Apples Erfindung war aus der Not geboren. Die Kalifornier verkauften Millionen ihrer Musikspieler, ihrer iPods, fürchteten aber das Abdriften in die Bedeutungslosigkeit, weil immer mehr Handys auch Musik abspielen konnten. Monate verbrachten Apple-Boss Steve Jobs und seine Entwickler damit, ein Gerät zu erschaffen, das sich so spielerisch bedienen ließ wie ein iPod, mit dem man aber auch telefonieren und im Internet surfen konnte. Heraus kam ein Telefon, das nur eine runde Taste hatte und ansonsten einen großen berührungsempfindlichen Bildschirm. Ein Minicomputer für die Hosentasche, der all das konnte, was ein modernes Handy eben auch zu leisten vermochte, aber die von Apple gewohnte intuitive Bedienbarkeit mitbrachte – und dabei auch noch schick aussah.

Das Smartphone wurde ein Erfolgsmodell. „Den Prognosen zufolge sind in diesem Jahr bereits 70 Prozent aller in Deutschland verkauften Mobiltelefone Smartphones“, vermeldete der Bitkom im August. Und die Lobby-Organisation der deutschen IT-Branche geht davon aus, dass bereits in zwei Jahren das klassische Standard-Handy weitgehend vom Markt verschwunden sein wird. Maximal zehn Prozent Marktanteil – mehr nicht – wird dem mobilen Tastentelefon 2014 noch eingeräumt.

(Quelldaten)

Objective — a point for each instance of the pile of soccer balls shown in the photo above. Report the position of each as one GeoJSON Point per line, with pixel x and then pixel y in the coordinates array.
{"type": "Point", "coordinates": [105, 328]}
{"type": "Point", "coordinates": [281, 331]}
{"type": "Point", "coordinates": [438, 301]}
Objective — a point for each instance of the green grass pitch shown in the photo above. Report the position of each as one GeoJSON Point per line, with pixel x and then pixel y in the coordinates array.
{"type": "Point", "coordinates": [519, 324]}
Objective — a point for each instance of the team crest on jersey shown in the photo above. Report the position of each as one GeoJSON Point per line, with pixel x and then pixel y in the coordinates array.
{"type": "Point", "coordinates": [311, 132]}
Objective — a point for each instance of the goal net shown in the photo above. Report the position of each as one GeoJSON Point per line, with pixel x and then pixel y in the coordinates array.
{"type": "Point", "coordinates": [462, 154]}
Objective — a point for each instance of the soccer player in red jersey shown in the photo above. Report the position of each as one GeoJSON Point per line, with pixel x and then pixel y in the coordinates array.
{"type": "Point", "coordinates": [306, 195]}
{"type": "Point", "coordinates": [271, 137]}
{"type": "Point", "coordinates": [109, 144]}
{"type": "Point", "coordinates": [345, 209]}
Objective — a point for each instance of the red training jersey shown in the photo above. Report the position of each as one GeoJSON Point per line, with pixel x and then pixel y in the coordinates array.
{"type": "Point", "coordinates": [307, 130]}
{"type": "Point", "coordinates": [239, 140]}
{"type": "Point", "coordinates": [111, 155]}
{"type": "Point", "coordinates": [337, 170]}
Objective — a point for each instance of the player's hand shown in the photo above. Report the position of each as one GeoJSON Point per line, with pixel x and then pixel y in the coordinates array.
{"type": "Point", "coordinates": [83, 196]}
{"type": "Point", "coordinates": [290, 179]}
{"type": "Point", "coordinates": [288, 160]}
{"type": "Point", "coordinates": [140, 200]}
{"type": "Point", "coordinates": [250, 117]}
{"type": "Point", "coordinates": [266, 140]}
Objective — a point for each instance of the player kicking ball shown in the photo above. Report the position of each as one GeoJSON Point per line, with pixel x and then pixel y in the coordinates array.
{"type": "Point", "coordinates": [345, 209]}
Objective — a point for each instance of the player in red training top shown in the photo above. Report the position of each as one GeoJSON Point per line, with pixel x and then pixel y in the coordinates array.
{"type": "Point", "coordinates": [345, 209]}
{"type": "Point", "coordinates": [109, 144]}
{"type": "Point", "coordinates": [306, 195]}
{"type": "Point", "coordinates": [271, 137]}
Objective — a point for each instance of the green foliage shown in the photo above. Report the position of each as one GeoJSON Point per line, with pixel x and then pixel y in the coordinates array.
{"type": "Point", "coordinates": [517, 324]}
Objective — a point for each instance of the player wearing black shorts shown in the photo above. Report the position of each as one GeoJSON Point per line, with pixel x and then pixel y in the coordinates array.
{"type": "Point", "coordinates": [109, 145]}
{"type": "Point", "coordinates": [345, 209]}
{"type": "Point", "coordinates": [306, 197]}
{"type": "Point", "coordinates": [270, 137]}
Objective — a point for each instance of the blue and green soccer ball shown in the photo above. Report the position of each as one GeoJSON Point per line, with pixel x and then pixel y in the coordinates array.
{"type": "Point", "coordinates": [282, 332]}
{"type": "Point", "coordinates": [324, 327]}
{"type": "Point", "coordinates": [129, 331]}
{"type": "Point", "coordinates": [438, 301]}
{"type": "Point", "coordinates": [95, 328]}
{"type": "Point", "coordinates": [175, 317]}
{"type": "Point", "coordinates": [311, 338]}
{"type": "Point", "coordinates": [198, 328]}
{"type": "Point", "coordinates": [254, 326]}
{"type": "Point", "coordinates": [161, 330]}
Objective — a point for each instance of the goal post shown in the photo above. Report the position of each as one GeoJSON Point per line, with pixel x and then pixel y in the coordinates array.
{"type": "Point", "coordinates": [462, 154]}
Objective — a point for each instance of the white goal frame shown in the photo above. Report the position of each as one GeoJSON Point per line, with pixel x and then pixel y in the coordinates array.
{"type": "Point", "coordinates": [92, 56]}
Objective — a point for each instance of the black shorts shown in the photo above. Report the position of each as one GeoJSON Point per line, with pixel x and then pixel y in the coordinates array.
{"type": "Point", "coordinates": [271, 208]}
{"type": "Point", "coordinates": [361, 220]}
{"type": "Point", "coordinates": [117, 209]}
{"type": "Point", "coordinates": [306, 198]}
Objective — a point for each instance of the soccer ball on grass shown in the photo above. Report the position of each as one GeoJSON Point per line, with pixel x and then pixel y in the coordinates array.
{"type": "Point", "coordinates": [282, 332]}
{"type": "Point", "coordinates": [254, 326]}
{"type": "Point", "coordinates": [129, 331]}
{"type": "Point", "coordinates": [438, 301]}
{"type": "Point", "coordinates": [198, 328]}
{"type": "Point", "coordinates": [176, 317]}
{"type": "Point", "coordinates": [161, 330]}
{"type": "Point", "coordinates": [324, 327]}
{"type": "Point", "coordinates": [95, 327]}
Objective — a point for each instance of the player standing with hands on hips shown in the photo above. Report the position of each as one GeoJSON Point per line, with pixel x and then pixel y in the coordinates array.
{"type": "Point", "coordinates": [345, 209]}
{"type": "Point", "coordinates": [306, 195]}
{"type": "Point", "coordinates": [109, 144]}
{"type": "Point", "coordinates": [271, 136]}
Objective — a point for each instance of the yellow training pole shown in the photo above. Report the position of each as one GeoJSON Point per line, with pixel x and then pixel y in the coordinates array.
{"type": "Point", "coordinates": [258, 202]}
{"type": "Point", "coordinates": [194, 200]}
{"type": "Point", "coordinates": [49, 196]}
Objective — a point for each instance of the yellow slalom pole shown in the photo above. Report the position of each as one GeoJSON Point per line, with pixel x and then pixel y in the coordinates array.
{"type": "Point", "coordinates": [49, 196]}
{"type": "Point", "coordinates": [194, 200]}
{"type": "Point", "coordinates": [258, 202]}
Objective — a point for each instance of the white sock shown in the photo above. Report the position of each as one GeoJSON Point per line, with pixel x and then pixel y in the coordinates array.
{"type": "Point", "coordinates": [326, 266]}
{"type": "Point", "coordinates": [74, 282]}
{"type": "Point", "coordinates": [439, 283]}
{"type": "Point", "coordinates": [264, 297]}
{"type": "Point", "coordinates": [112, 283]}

Aufgaben ::
A – Beantworte die folgenden Fragen zum Textabschnitt:
(i) Was fürchteten die Kalifornier, und aus welchem Grund?
(ii) Wie hoch ist laut Bitkom-Prognose der Anteil der Smartphones an allen in diesem Jahr in Deutschland verkauften Mobiltelefonen?
(iii) Welcher Marktanteil wird dem mobilen Tastentelefon 2014 höchstens noch eingeräumt?
B – Der Satz im Textabschnitt, der mit „Monate verbrachten Apple-Boss Steve Jobs“ beginnt, beschreibt ein Gerät. Liste alle Eigenschaften auf, die dieses Gerät laut diesem Satz haben sollte.

Lösungen ::
A –
(i) Sie fürchteten das Abdriften in die Bedeutungslosigkeit, weil immer mehr Handys auch Musik abspielen konnten.
(ii) 70 Prozent.
(iii) Maximal zehn Prozent.

B –
- so spielerisch bedienbar wie ein iPod
- telefonieren
- im Internet surfen